# EXERCISE INPUTS
★ ★ ★ ★ ★ ★ ★

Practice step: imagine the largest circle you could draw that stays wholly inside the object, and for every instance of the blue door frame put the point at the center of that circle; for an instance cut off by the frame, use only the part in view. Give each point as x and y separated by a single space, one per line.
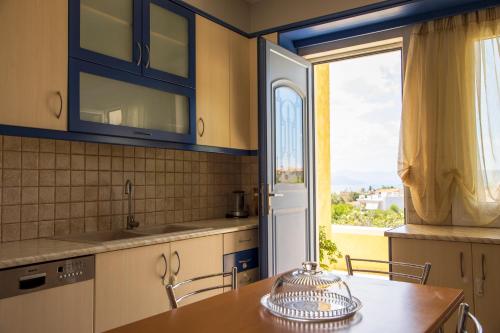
78 125
164 76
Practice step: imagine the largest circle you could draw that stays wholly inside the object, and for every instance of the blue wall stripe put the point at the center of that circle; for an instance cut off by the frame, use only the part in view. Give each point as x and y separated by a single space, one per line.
75 136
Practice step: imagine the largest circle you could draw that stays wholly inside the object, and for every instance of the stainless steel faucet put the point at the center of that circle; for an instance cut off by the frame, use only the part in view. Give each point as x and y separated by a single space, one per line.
131 222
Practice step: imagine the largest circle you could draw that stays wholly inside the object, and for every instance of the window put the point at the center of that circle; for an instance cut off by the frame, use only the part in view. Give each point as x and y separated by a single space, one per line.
365 113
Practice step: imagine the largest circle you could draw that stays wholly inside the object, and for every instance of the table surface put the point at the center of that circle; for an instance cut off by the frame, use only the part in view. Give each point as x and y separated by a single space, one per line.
388 306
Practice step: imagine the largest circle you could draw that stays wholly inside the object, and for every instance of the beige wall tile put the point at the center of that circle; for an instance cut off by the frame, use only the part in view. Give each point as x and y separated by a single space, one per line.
11 232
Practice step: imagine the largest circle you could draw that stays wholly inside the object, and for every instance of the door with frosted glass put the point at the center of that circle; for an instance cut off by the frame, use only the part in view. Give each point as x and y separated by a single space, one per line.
107 32
287 230
168 36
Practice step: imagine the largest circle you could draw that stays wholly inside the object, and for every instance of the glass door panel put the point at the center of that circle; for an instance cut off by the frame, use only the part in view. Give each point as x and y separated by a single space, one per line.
169 41
168 36
106 27
108 101
289 113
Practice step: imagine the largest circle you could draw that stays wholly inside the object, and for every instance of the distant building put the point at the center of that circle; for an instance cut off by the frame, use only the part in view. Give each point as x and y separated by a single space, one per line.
382 199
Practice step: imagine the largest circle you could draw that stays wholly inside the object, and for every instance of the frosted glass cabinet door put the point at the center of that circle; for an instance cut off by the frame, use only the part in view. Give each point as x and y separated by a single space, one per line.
107 32
114 103
168 34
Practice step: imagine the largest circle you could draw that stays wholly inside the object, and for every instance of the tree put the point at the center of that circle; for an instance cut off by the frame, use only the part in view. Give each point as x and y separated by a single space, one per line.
328 250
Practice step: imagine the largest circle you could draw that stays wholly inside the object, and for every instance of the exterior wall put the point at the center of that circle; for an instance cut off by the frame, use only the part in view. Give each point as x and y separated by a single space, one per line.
56 187
322 120
361 242
234 12
273 13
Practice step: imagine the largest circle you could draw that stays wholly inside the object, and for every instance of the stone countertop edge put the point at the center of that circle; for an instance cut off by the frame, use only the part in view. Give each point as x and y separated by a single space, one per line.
34 251
481 235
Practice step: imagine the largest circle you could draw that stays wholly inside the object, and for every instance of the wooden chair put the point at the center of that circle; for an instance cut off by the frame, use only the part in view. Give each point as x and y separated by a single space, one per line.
463 315
422 278
174 301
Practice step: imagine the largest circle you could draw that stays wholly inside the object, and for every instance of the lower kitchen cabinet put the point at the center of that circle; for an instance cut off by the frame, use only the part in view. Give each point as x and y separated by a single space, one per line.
458 265
129 285
196 257
486 260
68 308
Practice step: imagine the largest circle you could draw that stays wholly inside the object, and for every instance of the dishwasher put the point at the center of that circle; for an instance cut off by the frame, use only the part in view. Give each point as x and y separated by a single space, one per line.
56 296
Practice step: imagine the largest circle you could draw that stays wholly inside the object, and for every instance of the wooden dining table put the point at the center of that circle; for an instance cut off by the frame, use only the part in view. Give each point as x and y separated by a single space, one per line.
388 306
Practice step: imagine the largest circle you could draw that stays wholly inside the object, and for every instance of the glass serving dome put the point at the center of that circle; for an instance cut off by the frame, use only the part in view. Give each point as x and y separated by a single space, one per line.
311 294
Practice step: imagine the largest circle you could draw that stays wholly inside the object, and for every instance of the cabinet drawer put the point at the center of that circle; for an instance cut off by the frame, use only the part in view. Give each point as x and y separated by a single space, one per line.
241 240
243 260
244 278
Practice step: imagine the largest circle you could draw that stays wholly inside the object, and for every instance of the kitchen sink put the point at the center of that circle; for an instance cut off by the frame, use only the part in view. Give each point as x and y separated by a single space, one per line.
169 229
101 236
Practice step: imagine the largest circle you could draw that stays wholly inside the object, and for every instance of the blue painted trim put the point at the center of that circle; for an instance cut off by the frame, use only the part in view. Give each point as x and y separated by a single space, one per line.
77 52
164 76
212 18
262 119
333 17
390 24
84 137
78 125
243 260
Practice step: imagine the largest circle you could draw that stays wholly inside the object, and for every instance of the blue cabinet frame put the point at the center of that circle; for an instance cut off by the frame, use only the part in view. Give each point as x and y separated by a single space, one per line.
77 125
141 39
164 76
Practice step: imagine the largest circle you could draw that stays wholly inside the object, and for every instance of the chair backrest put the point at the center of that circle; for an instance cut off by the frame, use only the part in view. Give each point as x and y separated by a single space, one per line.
463 315
421 278
174 301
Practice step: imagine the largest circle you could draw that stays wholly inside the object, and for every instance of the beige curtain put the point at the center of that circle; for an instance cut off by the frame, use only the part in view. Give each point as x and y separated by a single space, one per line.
450 131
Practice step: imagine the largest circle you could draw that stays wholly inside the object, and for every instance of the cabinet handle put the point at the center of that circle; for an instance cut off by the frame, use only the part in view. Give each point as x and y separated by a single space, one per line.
58 115
244 240
483 259
201 127
166 266
142 133
179 261
462 265
149 56
139 60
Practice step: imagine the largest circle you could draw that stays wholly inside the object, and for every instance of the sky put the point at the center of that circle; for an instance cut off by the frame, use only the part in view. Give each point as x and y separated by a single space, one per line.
365 106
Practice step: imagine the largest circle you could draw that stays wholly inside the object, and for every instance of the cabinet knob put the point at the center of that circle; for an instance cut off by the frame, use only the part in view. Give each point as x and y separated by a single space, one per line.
201 127
58 115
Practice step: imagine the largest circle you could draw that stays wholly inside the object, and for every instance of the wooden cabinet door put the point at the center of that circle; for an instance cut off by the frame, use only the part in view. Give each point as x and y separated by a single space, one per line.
239 92
212 83
486 261
34 63
451 265
193 258
128 285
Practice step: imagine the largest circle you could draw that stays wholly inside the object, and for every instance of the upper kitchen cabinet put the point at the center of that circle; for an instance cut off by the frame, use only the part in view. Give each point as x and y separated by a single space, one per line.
34 63
154 38
168 36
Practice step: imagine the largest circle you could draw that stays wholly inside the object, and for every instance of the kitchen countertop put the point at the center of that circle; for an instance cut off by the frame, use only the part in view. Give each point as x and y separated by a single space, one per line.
447 233
34 251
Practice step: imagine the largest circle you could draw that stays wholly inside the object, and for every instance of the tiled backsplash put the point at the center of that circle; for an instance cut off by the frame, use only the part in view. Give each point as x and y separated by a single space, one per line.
55 187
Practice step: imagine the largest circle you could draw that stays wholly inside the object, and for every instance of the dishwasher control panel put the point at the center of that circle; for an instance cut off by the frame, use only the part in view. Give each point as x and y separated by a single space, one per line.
26 279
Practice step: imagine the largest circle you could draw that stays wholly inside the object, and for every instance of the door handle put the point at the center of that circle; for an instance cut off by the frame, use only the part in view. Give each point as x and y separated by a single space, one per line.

★ ★ ★ ★ ★ ★ ★

Retype the listing exactly. Pictures do not belong in the copy.

# EXERCISE SOLUTION
Practice step: imagine the largest circle you could draw that stays wholly inside the object, and for every instance of the blue door frame put the point at the center of that circle; for an instance cut off by the frame, use only the part in view. Give each point as x and y separated by a single space, one per line.
78 125
164 76
Practice step: imagine the largest circle you could draw that stays wholly inside the object, and for every instance of the blue wall stripe put the point at the center of that circle; for an instance cut off by the frame, use only the part in view. Give each point as x and y separated by a single space, one per line.
75 136
Practice step: imagine the largest circle you could draw that stays wholly inside the object, and for every instance of the stainless steel faucet put the point at the center of that circle; for an instance cut off by the frame, use only the part in view. Give each point as x and y separated by a single space, one per line.
131 222
Practice step: imagine the largest circle you could draw that stays wholly inside the object, and for every instance of the window put the point at the center of that circle; for an instance cut off by the frame, use only the part in view. Give each point as x and y separated by a single space, one per line.
365 113
Practice step: imagine the largest circle you could draw that stays wholly inside the object, and for every instance of the table surface put the point at the center of that circle; for an instance cut off by the frame, use only the part in view. Give each point as x and y separated by a single space, one per line.
388 306
Practice step: imagine the largest circle you could draw that stays wholly inside the object, and for every instance of the beige wall tile put the point at the center of that circle; for an instance cut off by the frame, use only the part in view. Give each point as x and y separated by a single space, one per line.
11 232
Practice step: imagine the largest circle you could draw that stays wholly inside the object, and for every instance of the door with frosted glass put the point at the center of that circle; for an instance cut off by the frame, use only the part in view. Give each point as x and y separated by a single space, one per line.
107 32
287 230
168 36
Practice step: imagine the largest circle you could draw that stays wholly inside the object, and for every instance of the glass door panel put the point at the center of that circle; for an instance cut off by the frame, use only the part in view. Give each point as x and y separated by a single space, one per line.
169 41
168 36
106 27
108 101
289 113
Practice step: imagine the largest circle you could draw that stays wholly inside the object, and for every instance of the distant building put the point at the center of that circle; for an instance cut off by the frame, use only the part in view. Give each point as x and y separated by a single space, one per line.
382 199
Practice step: imagine the largest circle you could draw that stays wholly inside the object, and for every instance of the frosted glass cabinet door put the point at the center of that circle; for an instance cut off by the frame, use only the part in view. Give each point as x and y separated by a single space, one per line.
107 32
114 103
168 34
Practice step: imagine the largest circle you could draw that stays wholly inside the object, and for every instance of the tree put the point at the center of that circle; for an instance cut off by the frame, use only the part in view. Give each point as x and y separated by a single space, one per line.
328 250
Practice step: imagine the largest circle you could draw that stays wholly inside the object, and for every instance of the exterior wall put the point at the center of that circle; for an instance cut off by the frame, use only the part in view. Give each point as x and y separated by a single space, one per line.
56 187
322 120
361 242
234 12
273 13
Practice step: imagine the largest circle you could draw that stays wholly inside the object, and for every instance of the stone countertop edge put the point at the center of that circle; for an instance cut off by the frame, use only the part in view. Give each point as x and y separated by a single space, one per line.
34 251
481 235
Practice step: imagine the largest circle you could draw that stays wholly inside the object, and for every instance of the wooden chair put the point at the center of that circle; for an instance cut off by the frame, use only the part in view. Give each point as x and y separated by a single space, one per line.
463 315
422 278
174 301
Practice step: imagine the largest circle you could draw that stays wholly inside the object, and for every instance of the lower kitchen cabinet put the point at the center of that circle; for an instance cut off by the frame, use only the part in view. Give each point as x and y separated by a single space, one per line.
458 265
129 285
196 257
486 260
68 308
Practice step: imagine the largest circle you could draw that stays wholly inside the object, and for every instance of the dishwasher put the point at the center of that circle; for an instance cut off by the frame, use only the part in view. Give each point as x and y separated by a single space, one per line.
56 296
Practice step: imagine the largest circle you could draw that stays wholly inside the object, and for every instance of the wooden dining table put the point at the center of that circle; for an instance cut off by the frame, use only the part in view. Give each point as x and y separated by a single space, one per line.
388 306
Practice step: imagine the largest circle you could draw that stays wholly inside the object, and for every instance of the glass serving dome put the point at the center of that circle; for an instance cut off by the frame, use only the part in view. Give each point as x and y separated by a single space, one per line.
311 294
Practice step: imagine the largest circle you could draw that stays wholly inside the object, and for every instance of the cabinet drawer put the point at the center of that circle; for an instance cut off by the frame, use only the part in view. Give each point as x and y separated by a single space, one per line.
241 240
243 260
244 278
Practice step: imagine the largest circle you could draw that stays wholly inside the object, and for every instance of the kitchen sink put the point at the center of that circle; for an instance cut off by the frame, use only the part in view. Give each point as x and y separated by a single space, one per line.
169 229
101 236
Practice step: imagine the largest circle you could draw that stays wholly inside the object, and for every instance of the blue painted trim put the point at the center of that circle; for an instance cut off by the frame, use only the part in view. Give each point as x and y separated by a single space, one per line.
77 52
164 76
212 18
262 119
333 17
390 24
84 137
78 125
243 260
Practice step: imagine the largest circle you could draw that stays wholly inside the object, and for every instance of the blue cabinet frame put the point at the center of that circle; for an instance cut off by the frame, use only the part in view. Give each point as x and y separated by a single space, one per line.
77 125
141 39
164 76
Practice step: imagine the largest circle you could draw that stays wholly inside the object, and for every instance of the chair backrest put the point at the center of that circle; for an instance cut off by the frame, use only the part in view. Give each point as x and y separated by a single space, one per line.
463 315
421 278
174 301
Practice step: imagine the largest circle you could draw that stays wholly inside the object, and for every instance of the beige curtain put the point at the center of that circle; for an instance cut off by the frame, use only the part in view. Give each point as x and y separated by a single space, one per line.
450 131
Practice step: imagine the largest circle you could draw that stays wholly inside the object, and for every instance of the cabinet handle put the point at the center of that circle; for an instance cut off by the frame, use only the part in view. Give each point as x and y separated by a single space, one per line.
58 115
244 240
483 259
201 127
166 266
142 133
179 261
462 265
149 56
139 60
Practice step: imagine the largest circle you could draw that stays wholly inside the object, and for every instance of the sky put the point at the center of that circle; for an instance cut off by the frame, use only the part in view. Give each point as x and y separated by a single space, one per line.
365 106
Practice step: imagine the largest circle you could draw that stays wholly inside the object, and for every instance of the cabinet knob put the point at the center of that circle; for an instance cut off by the frame, use only the part in view. Give each point as x and y separated by a single space, one per line.
201 127
58 115
Practice step: imagine the largest circle you could draw that stays wholly inside the object, and for every instance of the wooden cabinet door put the point at the center of that circle; for an instance cut off by the frame, use only the part in view. Give each point as x and y separated by a single space, one per line.
239 92
212 83
486 261
34 63
451 265
193 258
128 285
Practice step: imagine the largest circle you could draw that stays wholly inside the object, and for every instance of the upper kitchen cabinet put the point at the center of that circle; for an instance cut off by the frame, use only the part in view. Give each point as x and y separated by a single space, one per line.
34 63
154 38
168 36
Practice step: imagine the largest circle you could draw that stays wholly inside the object, and for every instance of the kitchen countertop put the point at the center of that circle; for an instance cut off by the frame, use only the part in view. Give each point as x and y separated by a single space, one per line.
447 233
34 251
Practice step: imagine the largest circle you could draw that stays wholly inside the object, and for every instance of the tiled backsplash put the point at the center of that circle; for an instance cut off by the frame, use only the part in view. Give each point as x and y separated by a single space, one per line.
55 187
Practice step: imagine the largest circle you could draw that stays wholly inside the object, and for every instance of the dishwasher control panel put the point at the center of that circle; for an instance cut off by the frame, use only the part in view. Give each point as x and y separated by a single space, one per line.
26 279
Practice step: imagine the largest circle you could draw that stays wholly inside the object, and for every instance of the door handle put the point at the center of that circle; for an instance cut off by the frame, use only the part in view. Give each point as x and y separated by a single space, one per line.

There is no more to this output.